(Records excerpted from a collection)
►

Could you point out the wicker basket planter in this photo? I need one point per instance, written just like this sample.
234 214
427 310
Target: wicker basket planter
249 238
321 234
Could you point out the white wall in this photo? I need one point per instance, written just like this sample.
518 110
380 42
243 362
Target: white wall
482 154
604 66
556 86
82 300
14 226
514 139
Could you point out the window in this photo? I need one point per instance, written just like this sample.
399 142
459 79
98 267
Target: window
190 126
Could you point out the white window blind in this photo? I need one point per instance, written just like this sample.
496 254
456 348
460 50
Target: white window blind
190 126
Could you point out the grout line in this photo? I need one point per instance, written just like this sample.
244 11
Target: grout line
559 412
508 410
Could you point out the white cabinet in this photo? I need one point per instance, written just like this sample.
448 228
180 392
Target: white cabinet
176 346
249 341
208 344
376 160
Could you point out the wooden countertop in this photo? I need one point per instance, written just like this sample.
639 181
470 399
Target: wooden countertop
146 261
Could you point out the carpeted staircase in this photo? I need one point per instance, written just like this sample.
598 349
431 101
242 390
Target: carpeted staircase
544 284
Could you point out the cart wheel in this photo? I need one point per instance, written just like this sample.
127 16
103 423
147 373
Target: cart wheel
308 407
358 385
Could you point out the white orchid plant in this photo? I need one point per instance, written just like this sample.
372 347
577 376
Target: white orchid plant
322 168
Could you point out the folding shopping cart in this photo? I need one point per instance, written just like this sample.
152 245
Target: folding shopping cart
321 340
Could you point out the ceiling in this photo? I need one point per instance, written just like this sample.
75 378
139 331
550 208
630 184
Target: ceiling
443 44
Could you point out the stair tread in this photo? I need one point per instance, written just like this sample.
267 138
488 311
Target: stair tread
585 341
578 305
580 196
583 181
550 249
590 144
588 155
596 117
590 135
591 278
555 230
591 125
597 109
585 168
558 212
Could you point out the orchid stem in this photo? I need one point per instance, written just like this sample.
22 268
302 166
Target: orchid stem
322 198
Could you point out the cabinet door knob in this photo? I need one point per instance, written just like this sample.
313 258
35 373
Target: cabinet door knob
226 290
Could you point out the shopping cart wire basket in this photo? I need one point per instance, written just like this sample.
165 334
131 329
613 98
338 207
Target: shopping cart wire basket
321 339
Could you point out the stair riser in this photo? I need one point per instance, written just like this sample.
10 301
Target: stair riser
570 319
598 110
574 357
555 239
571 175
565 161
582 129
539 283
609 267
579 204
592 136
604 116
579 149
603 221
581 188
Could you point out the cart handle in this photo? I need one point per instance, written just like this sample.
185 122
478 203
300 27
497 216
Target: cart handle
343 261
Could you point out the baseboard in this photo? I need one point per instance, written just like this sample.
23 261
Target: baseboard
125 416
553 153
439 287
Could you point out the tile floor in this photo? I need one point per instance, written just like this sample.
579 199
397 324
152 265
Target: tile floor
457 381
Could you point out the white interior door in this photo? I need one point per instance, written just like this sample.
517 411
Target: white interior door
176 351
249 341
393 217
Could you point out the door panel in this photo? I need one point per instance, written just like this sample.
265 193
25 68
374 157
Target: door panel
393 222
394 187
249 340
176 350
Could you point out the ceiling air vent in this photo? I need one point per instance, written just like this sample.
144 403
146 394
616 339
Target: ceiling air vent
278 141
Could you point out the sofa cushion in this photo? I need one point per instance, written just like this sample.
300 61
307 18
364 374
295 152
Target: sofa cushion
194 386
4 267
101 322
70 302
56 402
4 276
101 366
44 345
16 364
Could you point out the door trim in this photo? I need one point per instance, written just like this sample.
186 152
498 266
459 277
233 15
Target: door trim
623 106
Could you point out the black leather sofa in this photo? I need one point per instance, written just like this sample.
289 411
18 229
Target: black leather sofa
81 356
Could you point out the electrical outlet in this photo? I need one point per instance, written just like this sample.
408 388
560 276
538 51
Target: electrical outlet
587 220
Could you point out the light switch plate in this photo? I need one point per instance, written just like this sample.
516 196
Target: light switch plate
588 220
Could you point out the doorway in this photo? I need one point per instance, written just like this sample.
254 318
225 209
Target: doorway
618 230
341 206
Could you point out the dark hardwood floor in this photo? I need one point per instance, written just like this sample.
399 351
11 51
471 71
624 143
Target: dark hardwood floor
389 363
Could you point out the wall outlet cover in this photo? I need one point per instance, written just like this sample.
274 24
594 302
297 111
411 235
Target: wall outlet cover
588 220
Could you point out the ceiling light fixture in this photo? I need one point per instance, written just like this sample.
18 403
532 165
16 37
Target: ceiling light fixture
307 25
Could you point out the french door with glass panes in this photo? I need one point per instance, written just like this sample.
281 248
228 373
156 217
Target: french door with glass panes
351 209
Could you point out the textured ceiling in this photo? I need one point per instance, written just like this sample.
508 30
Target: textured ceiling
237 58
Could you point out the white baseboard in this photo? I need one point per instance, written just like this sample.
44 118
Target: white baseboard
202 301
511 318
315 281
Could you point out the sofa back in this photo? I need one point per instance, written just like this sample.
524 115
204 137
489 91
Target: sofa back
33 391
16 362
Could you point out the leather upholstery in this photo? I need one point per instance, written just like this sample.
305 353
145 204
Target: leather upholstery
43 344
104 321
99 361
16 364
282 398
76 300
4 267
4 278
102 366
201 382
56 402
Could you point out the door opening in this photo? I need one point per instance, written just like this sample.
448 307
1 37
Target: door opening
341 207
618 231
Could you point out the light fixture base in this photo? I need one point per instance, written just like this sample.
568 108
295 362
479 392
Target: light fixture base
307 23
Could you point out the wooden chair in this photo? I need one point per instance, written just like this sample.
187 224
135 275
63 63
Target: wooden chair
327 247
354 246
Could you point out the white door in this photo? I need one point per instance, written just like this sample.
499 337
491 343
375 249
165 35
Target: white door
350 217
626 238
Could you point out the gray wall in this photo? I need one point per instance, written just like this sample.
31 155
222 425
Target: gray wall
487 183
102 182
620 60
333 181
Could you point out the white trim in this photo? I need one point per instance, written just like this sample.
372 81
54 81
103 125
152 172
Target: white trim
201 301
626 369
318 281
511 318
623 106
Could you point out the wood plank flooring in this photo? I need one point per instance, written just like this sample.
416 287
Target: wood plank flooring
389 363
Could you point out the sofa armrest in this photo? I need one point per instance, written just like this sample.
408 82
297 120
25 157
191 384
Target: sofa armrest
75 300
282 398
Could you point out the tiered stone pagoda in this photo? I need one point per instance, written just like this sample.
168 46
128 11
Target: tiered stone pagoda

◄

**Task description:**
All of the records are to be reproduced exactly as they were given.

**Task solution:**
Could you point out the wicker basket planter in this photo? I need one point per instance, written just like this sample.
234 214
427 310
Target: wicker basket planter
249 238
321 234
Could you point out the white wall in this photo? I need one point per instance, written just like this sample.
518 110
380 42
243 362
Target: white wall
482 154
604 66
556 86
82 300
14 226
514 139
Could you point out the window in this photo? I need one point per instance, written just like this sample.
399 142
459 79
98 267
Target: window
190 126
Could you point out the white window blind in this photo? I need one point per instance, written just like this sample.
496 254
456 348
460 50
Target: white window blind
190 126
Could you point out the grout line in this photo? I need one point per instance, written just like this sample.
244 11
Target: grout line
559 412
508 410
Could you point out the white cabinet in this photo? I need one point per instance, written just like this sample.
448 228
180 392
Target: white cabinet
176 346
249 341
208 344
376 160
Could you point out the wooden countertop in this photo? I need one point per instance, written just like this sample.
639 181
470 399
Target: wooden countertop
146 261
Could you point out the carpeted staircase in this photo? I need one point per instance, written just like this sample.
598 349
431 101
242 390
Target: carpeted staircase
544 284
Could you point out the cart wheel in this photo? I need one point per instance, written just like this sample.
127 16
103 423
147 373
Target: cart wheel
308 407
358 385
Could you point out the white orchid plant in this photo? I need one point per instance, written just like this sample.
372 347
577 376
Target: white orchid plant
322 168
Could you point out the folding shopping cart in this photo? I need one point per instance, written just like this sample.
152 245
Target: folding shopping cart
321 340
Could you point out the ceiling in this photo? I need one point per instance, written just like this sample.
75 378
139 331
550 208
630 184
Target: ceiling
443 44
Could you point out the stair tread in this photo? I need one point per instance, written just like this sample.
267 138
488 311
Target: stair tread
585 341
578 305
580 196
583 181
550 249
590 144
588 155
596 117
590 135
591 278
555 230
591 125
597 109
585 168
558 212
Could you point out the orchid stem in this photo? I need one point per instance, written just like this sample.
22 268
302 166
Target: orchid stem
322 198
Could you point out the cabinet door knob in this photo? I need one point per instance, written just like this sample.
313 258
35 373
Target: cabinet door knob
226 290
Could you point out the shopping cart wire basket in this photo? I need one point per instance, written just like this sample.
165 334
131 329
613 98
338 207
Target: shopping cart wire basket
321 339
Could you point out the stair riser in this photo? I need one point per instance, written just like this sample.
10 301
Target: stair riser
570 319
598 110
574 357
555 239
571 175
565 161
582 129
539 283
609 267
579 204
592 136
604 116
579 149
603 221
581 188
Could you point out the cart handle in this photo? I need one point per instance, written just like this sample.
185 122
478 203
300 27
497 216
Target: cart handle
343 261
Could you point out the baseboard in this photo? I need one point per instance, written just like this sample.
23 261
Target: baseboard
125 416
553 153
439 287
Could you point out the tile floor in this photo? I need one point per instance, written just like this sample.
579 199
397 324
152 265
Target: tile floor
457 381
Could you point out the white interior door in this photo? I need one point per instance, written just like this sample.
517 411
Target: white interior door
176 351
249 341
393 217
Could you point out the door panel in this photo? I need one point per instance, written just like this sample.
265 193
25 68
374 157
Target: door panel
393 222
394 187
249 340
176 350
Could you point out the ceiling air vent in this photo? I need one point per instance, written just like this sample.
144 403
146 394
616 339
Target: ceiling air vent
278 141
Could you point out the sofa cushion in this photo? I need one point per instance, written just like this sample.
300 61
307 18
364 374
295 152
Target: sofa cushion
194 386
4 267
101 322
70 302
56 402
4 276
101 366
44 345
16 364
Could you point out the door trim in this photo? I need one point per instance, written just like this sample.
186 152
498 266
459 277
233 15
Target: door trim
623 106
Could you point out the black leather sofa in this photo? I need one point per instance, written just like this sample.
289 411
18 229
Target: black leather sofa
81 356
Could you point out the electrical outlet in this photo? I need one point per instance, written just like this sample.
408 388
560 276
538 51
Target: electrical outlet
587 220
Could you point out the light switch plate in this photo? I need one point per instance, written just like this sample.
516 196
Target: light switch plate
588 220
Could you point out the doorway in this photo? I need one point per instance, written just like this sample.
254 318
225 209
Target: doorway
618 230
341 206
Could you point out the dark hardwood floor in this photo? I need one point per instance, written just like this sample.
399 351
11 51
471 71
624 143
Target: dark hardwood floor
389 363
Could you point out the wall outlet cover in this photo? I need one point per instance, written just like this sample.
274 24
594 302
297 111
411 235
Target: wall outlet cover
588 220
Could you point out the ceiling light fixture in this photo? I need one point per instance, written just like this sample.
18 403
532 165
16 37
Target: ceiling light fixture
307 25
Could you point out the french door with glass panes in this photo? I need one point per instance, written just like this sample.
281 248
228 373
156 217
Target: french door with glass panes
351 209
Could you point out the textured ceiling in this photo? I need one point per instance, written just like this sample.
508 30
Target: textured ceiling
237 58
Could you point out the white baseboard in this photo? I need one point per instance, written just like this sample.
44 118
Target: white baseboard
202 301
511 318
315 281
Could you point out the sofa back in this photo? I need one point per instance, written just like this sample.
524 115
204 137
489 91
Target: sofa back
33 391
16 362
Could you point out the leather upholstery in this photo? I need one point per instance, written just like this sample.
305 353
145 204
Target: leather upholstery
43 344
104 321
99 361
16 364
282 398
76 300
4 267
4 278
102 366
201 382
56 402
Could you point out the door opening in this photo? I need one point per instance, written just like this sample.
448 307
1 37
Target: door opening
341 207
618 231
Could you point out the light fixture base in this photo? I need one point per instance, written just like this sample.
568 108
295 362
479 392
Target: light fixture base
307 23
Could you point out the wooden chair in this photo? I need one point per instance, written just like this sample.
187 224
135 275
63 63
Target: wooden chair
327 247
354 246
Could you point out the white door in this photo? I need one point per instance, written just like this sample.
499 337
491 343
375 249
165 35
Target: white door
350 217
626 238
Could you point out the gray wall in this photo? I need one point per instance, written just like this sample.
31 155
222 425
Target: gray wall
487 183
102 182
620 60
333 181
Could you point out the white trim in this photo? I need one point per instance, written just like this sample.
372 81
54 81
103 125
152 172
Target: white trim
201 301
626 369
318 281
511 318
623 106
Could you point out the wood plank flooring in this photo? I need one point per instance, written just like this sample.
416 287
Target: wood plank flooring
389 363
Could you point out the sofa armrest in this photo? I need one point per instance, written just like this sample.
408 82
297 120
25 157
191 384
Target: sofa armrest
75 300
282 398
Could you point out the tiered stone pagoda in this photo? I need one point per instance, written just like this sample.
168 46
128 11
Target: tiered stone pagoda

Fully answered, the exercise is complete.